→ Your instructions
Copy the rows below exactly, starting at the row that contains "On this screenshot, the man's arm" and ending at the last row.
__________
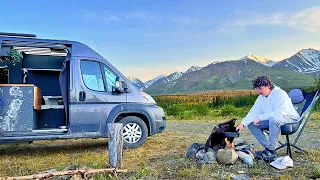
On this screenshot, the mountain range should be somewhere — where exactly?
[129,49,320,94]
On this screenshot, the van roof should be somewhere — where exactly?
[0,33,104,59]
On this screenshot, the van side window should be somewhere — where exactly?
[103,65,117,92]
[80,60,105,91]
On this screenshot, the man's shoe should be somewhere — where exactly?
[255,148,277,162]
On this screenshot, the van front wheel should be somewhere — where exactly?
[119,116,148,149]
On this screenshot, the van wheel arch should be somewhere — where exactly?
[118,116,148,149]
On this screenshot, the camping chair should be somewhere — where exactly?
[275,89,320,158]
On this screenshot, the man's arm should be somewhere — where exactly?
[259,93,291,121]
[241,96,262,126]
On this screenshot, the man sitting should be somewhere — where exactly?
[236,76,300,161]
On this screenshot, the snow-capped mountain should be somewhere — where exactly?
[144,74,166,88]
[240,54,277,67]
[185,66,202,73]
[128,76,146,89]
[129,66,202,89]
[129,49,320,94]
[275,49,320,76]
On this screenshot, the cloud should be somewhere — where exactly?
[126,11,156,20]
[170,17,211,25]
[103,15,123,24]
[287,7,320,32]
[219,7,320,32]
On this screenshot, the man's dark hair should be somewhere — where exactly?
[252,75,274,90]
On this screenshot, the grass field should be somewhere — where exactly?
[0,113,320,179]
[0,91,320,179]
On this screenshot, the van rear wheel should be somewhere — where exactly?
[119,116,148,149]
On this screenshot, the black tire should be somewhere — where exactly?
[119,116,148,149]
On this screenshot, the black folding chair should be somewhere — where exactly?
[275,89,320,158]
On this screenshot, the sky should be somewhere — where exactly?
[0,0,320,81]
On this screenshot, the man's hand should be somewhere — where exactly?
[236,123,244,132]
[253,118,261,126]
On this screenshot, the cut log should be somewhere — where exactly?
[0,168,127,180]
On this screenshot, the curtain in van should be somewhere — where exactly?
[59,52,71,114]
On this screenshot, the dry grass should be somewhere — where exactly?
[0,114,320,179]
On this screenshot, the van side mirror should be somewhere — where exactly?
[112,77,128,93]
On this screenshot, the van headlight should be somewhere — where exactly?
[140,92,157,104]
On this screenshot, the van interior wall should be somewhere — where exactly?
__________
→ Solution to this task
On this screenshot, the man's arm should be somewhere — where exactly?
[259,93,291,121]
[241,96,262,126]
On this screenshot, the man sitting should be somewhere — where exactly?
[236,76,300,161]
On this screenshot, the snow-capped mountain should be somewhere — where exactly?
[144,74,166,88]
[240,54,277,67]
[185,66,202,73]
[128,76,146,89]
[129,66,202,89]
[129,49,320,94]
[275,49,320,76]
On this screenshot, the cloud should be somewhere — where exactly?
[126,11,156,20]
[170,17,211,25]
[103,15,123,24]
[287,7,320,32]
[219,7,320,32]
On this screenshot, the man's dark hair should be somewhere — where exactly?
[252,75,274,90]
On this screenshot, the grass field should be somewhere — where exactly?
[0,113,320,179]
[0,91,320,179]
On this screenshot, the van rear wheel should be somewhere — where exactly?
[119,116,148,149]
On this screenshot, the black tire should be somewhere — where exactly?
[119,116,148,149]
On this screenshot, the black folding chair should be somewhere — where exactly?
[275,89,320,158]
On this screenshot, the sky should be somewhere — where exactly?
[0,0,320,81]
On this screenshot, the man's hand should be somewhere — where exactly?
[236,123,244,132]
[253,118,261,126]
On this screenshot, the cut log should be somewhere — where exactly?
[0,168,127,180]
On this screenshot, the curtain in van should be somewhere — where exactly?
[59,52,71,114]
On this screenshot, the dry grass should be somewhere — where exactly?
[0,114,320,179]
On this screenshot, the van side mirror should be somewhere — where exactly?
[112,77,128,93]
On this screenshot, the van headlight should be somewhere — where exactly?
[140,92,157,104]
On this screenshot, the van interior wall should be somewhere — where exactly?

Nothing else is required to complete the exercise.